++++ DATA ++++

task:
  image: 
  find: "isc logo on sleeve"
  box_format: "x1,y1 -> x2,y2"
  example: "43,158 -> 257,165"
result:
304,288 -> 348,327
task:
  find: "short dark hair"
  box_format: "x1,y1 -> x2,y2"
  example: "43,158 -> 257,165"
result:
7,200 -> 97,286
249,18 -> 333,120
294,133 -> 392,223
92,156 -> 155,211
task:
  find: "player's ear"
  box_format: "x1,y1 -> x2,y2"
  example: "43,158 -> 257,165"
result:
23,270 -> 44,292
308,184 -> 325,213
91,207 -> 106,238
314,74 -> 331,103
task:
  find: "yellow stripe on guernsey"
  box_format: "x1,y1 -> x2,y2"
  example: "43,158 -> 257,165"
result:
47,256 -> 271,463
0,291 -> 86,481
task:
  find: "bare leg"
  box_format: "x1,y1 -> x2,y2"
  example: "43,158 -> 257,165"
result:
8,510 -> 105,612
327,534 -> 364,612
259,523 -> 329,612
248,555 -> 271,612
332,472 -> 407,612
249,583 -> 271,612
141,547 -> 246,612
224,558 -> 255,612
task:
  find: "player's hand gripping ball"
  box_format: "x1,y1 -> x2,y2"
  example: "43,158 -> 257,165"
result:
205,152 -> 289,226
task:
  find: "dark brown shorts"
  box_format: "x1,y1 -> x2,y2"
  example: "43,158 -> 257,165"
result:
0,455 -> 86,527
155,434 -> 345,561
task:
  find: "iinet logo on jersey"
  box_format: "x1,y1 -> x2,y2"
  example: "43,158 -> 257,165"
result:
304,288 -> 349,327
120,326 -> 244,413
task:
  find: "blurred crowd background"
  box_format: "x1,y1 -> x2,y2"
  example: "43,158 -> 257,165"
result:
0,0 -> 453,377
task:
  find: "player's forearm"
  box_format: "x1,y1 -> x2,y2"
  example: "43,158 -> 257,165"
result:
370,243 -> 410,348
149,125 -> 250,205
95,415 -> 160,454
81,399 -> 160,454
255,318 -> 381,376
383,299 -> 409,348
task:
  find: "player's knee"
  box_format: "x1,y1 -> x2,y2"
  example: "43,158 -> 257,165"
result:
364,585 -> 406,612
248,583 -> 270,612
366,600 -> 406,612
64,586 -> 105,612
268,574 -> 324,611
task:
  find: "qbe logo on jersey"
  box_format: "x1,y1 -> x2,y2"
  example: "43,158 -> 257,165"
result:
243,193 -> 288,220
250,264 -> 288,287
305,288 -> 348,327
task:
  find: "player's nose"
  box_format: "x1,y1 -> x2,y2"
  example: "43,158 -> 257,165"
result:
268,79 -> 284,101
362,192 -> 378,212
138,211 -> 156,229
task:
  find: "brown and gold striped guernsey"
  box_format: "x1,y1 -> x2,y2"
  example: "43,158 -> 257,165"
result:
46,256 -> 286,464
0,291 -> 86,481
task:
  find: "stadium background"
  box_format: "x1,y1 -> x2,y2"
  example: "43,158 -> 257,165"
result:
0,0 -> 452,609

++++

→ TASK REQUIREMENTS: Say how many lines in the records hold the word "dark", giving the number by itself.

→ RESPONSE FOR THIS EXERCISE: 2